Task objective: Please write out the lines below as a numbered list, skipping any blank ones, starting with the line that contains "Find the mossy" and continuing through the last line.

Data to process:
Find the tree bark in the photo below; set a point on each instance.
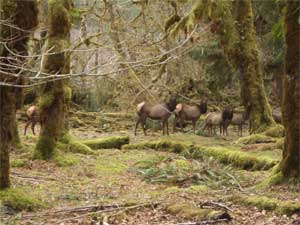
(252, 87)
(290, 164)
(54, 103)
(21, 17)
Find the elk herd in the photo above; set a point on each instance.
(183, 113)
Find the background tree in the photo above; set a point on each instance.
(56, 95)
(21, 19)
(290, 164)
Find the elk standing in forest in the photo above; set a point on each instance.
(160, 112)
(184, 112)
(33, 117)
(221, 119)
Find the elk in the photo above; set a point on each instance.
(221, 119)
(33, 117)
(160, 112)
(184, 112)
(239, 119)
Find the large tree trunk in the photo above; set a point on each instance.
(290, 164)
(252, 87)
(56, 95)
(21, 16)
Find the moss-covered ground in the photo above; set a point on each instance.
(184, 184)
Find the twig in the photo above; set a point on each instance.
(212, 203)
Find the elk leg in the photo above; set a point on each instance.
(26, 126)
(167, 126)
(194, 126)
(32, 127)
(136, 126)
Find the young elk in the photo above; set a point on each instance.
(32, 118)
(239, 119)
(160, 112)
(184, 112)
(221, 119)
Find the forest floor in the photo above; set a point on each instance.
(146, 185)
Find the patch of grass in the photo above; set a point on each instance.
(190, 211)
(275, 131)
(107, 143)
(19, 200)
(255, 138)
(271, 204)
(224, 155)
(65, 159)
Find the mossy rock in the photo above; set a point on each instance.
(17, 163)
(107, 143)
(271, 204)
(65, 160)
(255, 138)
(18, 200)
(275, 131)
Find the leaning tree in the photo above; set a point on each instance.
(18, 19)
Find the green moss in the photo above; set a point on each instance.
(255, 138)
(19, 201)
(224, 155)
(271, 204)
(78, 147)
(107, 143)
(66, 159)
(18, 163)
(275, 131)
(190, 211)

Exercise solution:
1. Find the mossy rock in the photo above; set a point on each instance.
2. (17, 163)
3. (107, 143)
4. (271, 204)
5. (65, 160)
6. (255, 138)
7. (18, 200)
8. (275, 131)
9. Find the leaning tree in the photo above; set a point on each instance.
10. (18, 19)
11. Find the green moss in the photo above; set a point on each instance.
12. (255, 138)
13. (19, 201)
14. (224, 155)
15. (271, 204)
16. (78, 147)
17. (107, 143)
18. (66, 159)
19. (18, 163)
20. (275, 131)
21. (190, 211)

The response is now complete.